** Opening EXCERPT TO READ block **

Open Tsunami Alert System

Monday, January 03, 2005

 

Introduction

In Bob Cringeley's column of 2004/12/30 Bob suggested the notion of a simple, non-governmental, open warning system for tsunamis. The advantages of doing this are many (read the column for Pete's sake) and the effort isn't really that great. This blog will serve as a central point for collecting information about a development effort for just such a system, called OTAS or the Open Tsunami Alerting System.
I will be writing more on this in a little while, so this is more or less a placeholder, but I want to lay down a few basic principles.
  1. OTAS will be platform independent and open source under the GNU Public LIcense (GPL). I'm no fanatic, so I'll listen happily to arguments for less restrictive licenses like the LGPL or BSD license, but at least right now a full GPL seems most appropriate.
  2. OTAS will be built so be simple, conservative, and correct. That is to say:
    • simple --- the design wll be intentionally limited; rather than including complicated geophysical codes, we will concentrate on clarity and transparency.
    • conservative --- if OTAS makes an error, we will design to fail safe and fail soft: we prefer issuing a false alert to failing to issue an alert.
    • correct --- we will apply all available techniques to ensure that the released packages are as nearly error free as we can make them.

** Closing EXCERPT TO READ block **
** Opening PROVIDED RECORDS block **

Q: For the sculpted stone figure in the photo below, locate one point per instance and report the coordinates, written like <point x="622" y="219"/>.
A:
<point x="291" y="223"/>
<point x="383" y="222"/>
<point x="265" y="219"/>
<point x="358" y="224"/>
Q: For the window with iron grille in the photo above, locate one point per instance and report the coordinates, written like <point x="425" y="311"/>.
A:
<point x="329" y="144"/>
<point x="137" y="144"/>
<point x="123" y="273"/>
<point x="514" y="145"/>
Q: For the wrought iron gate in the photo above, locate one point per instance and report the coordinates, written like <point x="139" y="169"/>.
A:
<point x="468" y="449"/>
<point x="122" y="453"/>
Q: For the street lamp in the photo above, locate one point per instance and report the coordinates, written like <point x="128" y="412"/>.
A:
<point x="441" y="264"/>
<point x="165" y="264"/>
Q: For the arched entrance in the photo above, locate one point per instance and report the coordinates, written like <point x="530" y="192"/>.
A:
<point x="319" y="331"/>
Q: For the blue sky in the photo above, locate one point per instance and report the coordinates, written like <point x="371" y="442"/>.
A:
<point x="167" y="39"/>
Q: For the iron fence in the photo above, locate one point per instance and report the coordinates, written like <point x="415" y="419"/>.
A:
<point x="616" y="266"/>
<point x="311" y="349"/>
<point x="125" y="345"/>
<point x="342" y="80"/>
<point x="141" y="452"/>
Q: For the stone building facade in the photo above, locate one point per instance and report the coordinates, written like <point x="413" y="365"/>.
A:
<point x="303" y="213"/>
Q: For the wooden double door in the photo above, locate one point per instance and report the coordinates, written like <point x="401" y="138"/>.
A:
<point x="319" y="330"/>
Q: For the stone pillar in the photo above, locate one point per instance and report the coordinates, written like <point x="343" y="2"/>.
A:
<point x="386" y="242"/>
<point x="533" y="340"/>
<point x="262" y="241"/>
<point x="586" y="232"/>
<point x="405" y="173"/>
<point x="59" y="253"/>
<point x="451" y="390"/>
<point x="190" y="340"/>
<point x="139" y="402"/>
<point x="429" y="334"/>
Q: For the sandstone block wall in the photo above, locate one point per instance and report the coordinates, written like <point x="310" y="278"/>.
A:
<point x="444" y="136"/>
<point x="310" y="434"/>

** Closing PROVIDED RECORDS block **

**TRY IT:** Pick up the blog post on the Open Tsunami Alert System after its final sentence and keep writing it. The entries have nothing to do with the blog post on the Open Tsunami Alert System.

**YOUR RESPONSE:**
  3. OTAS will be decentralized. Geophysical or seismological data will be accepted from multiple sources (a later post will discuss some open sources of seismo data), and no notification site will be a "master". I currently am thinking about a peer-peer component of the architecture to provide for multiply redundant data paths.

Comments:
SEACOOS (seacoos.org), the Southeast Atlantic Coastal Ocean Observing System, is a model regional COOS node of the distributed Open IOOS (openioos.org). I am a contributor to the Data Management Coordinating Committee (DMCC) of SEACOOS. SEACOOS uses Iridium satellite communications from offshore platforms and hosts an information clearinghouse for Iridium applications. SEACOOS uses DODS (Java), PostGIS, MapServer, and Plone (Zope/Python) for physical oceanography applications. SEACOOS also collaborates with distributed OBIS nodes for biological data with whom we are involved with constructing ocean observing node toolkits in a transparent and open community. Please feel free to contact me at cbc at unc dot edu as I was pointed to your blog but will not be monitoring it.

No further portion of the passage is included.